JOB - Copy every entry exactly.

SUPPLIED RECORDS -

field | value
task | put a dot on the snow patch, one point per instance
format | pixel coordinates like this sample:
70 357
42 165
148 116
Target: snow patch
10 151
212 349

COMPLETE OUTPUT -
field | value
task | put a dot on the snow patch, one point per instance
format | pixel coordinates like this sample:
70 357
42 165
148 116
Target: snow patch
10 151
212 349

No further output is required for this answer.